Keep writing the passage on mesoscale modeling of air-surface exchange, starting right after its last sentence.

— BEGIN Excerpt —

Mesoscale modelling with high spatial resolution can be used as an additional method to study the air-surface exchange. The main advantage is the continuous calculation of variables with high temporal and spatial resolution, thus enabling the area-integrated estimation of parameters and energy fluxes. On the other hand, processes at sub-grid scale have to be parameterized. This may yield some uncertainties e.g., regarding the arithmetic averaging of parameters in contrast to the non-linear character of microscale processes (i.e., aggregation effect). In addition, it is difficult to obtain a detailed and adequate initial-state description of various soil properties (e.g., soil moisture, albedo, and leaf area index) for large complex areas. Thus, a validation of models against measurements is essential. Several studies show the influence of the resolution of surface heterogeneity on energy fluxes (e.g., Mölders and Raabe 1996; Shao et al. 2001). They concluded that the use of a high model resolution is important to reduce aggregation effects. Furthermore, this enables a better comparison to e.g., airborne measurements. There are different methods to validate models against measurements, ranging from the direct comparison of single-grid points to the calculation of energy budgets. The latter method has the main advantage of not being restricted to the ground level, thus integrating the energy processes for the whole ABL. Energy budgets from airborne measurements have been calculated by a number of authors and feature satisfying results (Kerschgens and Hacker 1985; Betts et al. 1990; Grunwald et al. 1996; Maurer and Heinemann 2006).

— END Excerpt —
— BEGIN Information provided —

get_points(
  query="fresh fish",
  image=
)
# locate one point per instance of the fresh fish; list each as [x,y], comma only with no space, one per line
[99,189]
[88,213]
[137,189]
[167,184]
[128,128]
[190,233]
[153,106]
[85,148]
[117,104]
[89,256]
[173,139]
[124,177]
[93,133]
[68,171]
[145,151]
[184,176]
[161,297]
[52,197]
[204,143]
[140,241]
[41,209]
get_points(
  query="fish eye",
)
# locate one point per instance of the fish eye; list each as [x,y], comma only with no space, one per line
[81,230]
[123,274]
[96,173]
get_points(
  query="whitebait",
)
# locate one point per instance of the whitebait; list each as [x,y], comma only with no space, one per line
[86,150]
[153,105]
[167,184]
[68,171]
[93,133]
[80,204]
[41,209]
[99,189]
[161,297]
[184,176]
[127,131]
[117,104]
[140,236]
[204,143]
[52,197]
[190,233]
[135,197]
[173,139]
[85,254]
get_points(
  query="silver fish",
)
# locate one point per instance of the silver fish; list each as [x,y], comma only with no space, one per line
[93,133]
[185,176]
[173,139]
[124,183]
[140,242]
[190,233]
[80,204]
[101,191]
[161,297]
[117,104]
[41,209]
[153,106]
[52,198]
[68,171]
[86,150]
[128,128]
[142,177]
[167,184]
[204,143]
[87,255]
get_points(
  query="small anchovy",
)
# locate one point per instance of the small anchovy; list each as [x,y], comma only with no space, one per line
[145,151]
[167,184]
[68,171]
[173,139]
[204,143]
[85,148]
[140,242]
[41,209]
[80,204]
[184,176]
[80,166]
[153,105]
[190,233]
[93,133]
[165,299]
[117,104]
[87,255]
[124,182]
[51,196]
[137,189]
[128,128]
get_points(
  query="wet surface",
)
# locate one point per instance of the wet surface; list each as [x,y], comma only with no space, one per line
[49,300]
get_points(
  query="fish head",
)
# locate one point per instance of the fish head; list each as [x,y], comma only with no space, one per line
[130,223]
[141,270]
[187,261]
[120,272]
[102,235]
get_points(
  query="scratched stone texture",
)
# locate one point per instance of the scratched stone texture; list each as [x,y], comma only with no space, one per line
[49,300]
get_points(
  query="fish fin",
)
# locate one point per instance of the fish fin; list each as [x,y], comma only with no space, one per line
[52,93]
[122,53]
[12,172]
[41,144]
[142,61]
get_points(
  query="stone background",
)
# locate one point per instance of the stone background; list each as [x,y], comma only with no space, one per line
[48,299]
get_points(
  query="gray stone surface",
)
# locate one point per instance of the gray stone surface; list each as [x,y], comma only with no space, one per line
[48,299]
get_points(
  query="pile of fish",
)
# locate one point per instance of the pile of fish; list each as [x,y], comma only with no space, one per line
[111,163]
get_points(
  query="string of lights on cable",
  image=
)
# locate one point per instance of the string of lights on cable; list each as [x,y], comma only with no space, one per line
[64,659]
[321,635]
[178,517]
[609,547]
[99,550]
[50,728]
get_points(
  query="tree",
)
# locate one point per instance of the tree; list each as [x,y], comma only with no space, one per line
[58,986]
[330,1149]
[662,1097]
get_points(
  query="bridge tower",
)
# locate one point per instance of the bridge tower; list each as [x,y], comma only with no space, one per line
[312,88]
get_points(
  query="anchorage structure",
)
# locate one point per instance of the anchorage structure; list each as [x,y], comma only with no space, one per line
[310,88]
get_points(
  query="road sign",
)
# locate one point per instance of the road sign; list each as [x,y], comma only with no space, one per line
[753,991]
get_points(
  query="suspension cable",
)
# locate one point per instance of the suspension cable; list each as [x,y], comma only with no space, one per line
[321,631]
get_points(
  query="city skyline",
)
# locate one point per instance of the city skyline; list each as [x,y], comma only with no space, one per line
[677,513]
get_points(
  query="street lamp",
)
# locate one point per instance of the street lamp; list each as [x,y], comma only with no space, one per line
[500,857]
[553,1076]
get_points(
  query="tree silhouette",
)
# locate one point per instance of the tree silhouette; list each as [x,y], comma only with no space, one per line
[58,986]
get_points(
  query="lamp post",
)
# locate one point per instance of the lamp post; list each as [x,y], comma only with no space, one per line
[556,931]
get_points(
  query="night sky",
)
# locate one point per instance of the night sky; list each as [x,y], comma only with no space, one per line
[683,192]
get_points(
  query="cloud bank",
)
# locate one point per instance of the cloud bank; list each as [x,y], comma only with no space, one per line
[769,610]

— END Information provided —

Written response
In the present study, we perform a model validation based on energy budgets with special focus on model resolution aspects. For that purpose, we compare the moisture and heat budgets from high-resolution simulations with the mesoscale model FOOT3DK against corresponding aircraft budgets. The airborne measurements were performed over heterogeneous terrain in Western Germany for 5 days in April and August 2009 under convective synoptic conditions. The “FLUXPAT” flight campaigns have been carried out in the framework of the project TR32 (Transregional Collaborative Research Centre 32), which investigates the influence of heterogeneous surface characteristics on air-surface exchange processes for different temporal and spatial scales.

The model validation via energy budgets has two main objectives. The first is to study the moisture and heat budgets from model simulations and airborne measurements. In particular, we aim at identifying which terms agree well and for which processes the model may exhibit discrepancies. Secondly, we consider simulations with different horizontal grid sizes to assess the effects of model resolution on the individual budget terms.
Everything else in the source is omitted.